TASK DETAILS → For the material below, state how many lines have the word "instance" in them, with no other words.

RECORDS FOR THIS EXERCISE →
Content starts
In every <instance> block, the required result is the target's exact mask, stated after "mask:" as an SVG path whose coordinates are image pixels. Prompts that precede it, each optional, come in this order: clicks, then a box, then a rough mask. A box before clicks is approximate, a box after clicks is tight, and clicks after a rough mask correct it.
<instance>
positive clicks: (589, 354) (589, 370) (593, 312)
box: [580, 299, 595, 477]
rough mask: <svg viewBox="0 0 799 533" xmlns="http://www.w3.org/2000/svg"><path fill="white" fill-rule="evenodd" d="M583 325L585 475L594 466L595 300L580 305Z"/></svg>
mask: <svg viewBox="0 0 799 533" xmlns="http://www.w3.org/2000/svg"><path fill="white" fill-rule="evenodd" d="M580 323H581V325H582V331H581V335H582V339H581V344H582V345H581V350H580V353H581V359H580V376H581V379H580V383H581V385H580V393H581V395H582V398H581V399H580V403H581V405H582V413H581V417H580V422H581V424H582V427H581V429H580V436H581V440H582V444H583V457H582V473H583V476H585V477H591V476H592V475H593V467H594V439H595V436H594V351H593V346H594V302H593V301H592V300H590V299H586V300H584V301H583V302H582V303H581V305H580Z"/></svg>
Content ends
EXERCISE ANSWER → 2